(Records from a collection)
□ □ □ □ □ □ □
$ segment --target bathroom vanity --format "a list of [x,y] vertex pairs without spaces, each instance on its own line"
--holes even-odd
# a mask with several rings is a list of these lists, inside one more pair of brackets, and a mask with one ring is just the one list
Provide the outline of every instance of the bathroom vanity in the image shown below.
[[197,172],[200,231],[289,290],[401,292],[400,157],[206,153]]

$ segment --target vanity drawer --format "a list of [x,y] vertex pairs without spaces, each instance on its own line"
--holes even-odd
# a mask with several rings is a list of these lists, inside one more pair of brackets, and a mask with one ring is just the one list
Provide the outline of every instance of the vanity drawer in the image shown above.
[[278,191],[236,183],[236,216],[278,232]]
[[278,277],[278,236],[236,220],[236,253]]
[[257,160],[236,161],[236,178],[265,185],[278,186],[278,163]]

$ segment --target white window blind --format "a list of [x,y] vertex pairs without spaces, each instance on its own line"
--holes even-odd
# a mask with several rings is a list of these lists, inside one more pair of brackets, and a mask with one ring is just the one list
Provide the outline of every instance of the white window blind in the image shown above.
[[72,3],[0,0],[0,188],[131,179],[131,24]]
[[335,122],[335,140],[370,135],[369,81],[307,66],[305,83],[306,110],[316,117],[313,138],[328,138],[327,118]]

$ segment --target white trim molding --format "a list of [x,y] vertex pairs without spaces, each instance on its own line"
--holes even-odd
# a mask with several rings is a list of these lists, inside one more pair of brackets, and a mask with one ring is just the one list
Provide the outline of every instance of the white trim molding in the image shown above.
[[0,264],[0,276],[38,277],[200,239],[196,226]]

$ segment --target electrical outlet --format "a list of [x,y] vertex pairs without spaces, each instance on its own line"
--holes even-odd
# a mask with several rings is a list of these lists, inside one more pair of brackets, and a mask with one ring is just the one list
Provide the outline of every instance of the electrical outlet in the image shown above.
□ □ □ □ □ □ □
_Problem details_. Rewrite every line in the stretch from the start of the entries through the line containing "[[197,172],[200,231],[289,290],[401,292],[400,157],[206,153]]", both ends included, and move each outline coordinate in the answers by adding 61 to it.

_Written solution_.
$ segment --target bathroom vanity --format "a list of [x,y] vertex pairs without spaces, each instance on its own line"
--holes even-odd
# a mask with several rings is a list of these lists, inside one more pair of brackets, and a mask with one ring is just the one list
Provide the outline of every instance of the bathroom vanity in the image shown below.
[[258,233],[261,292],[350,351],[462,353],[461,218],[267,214]]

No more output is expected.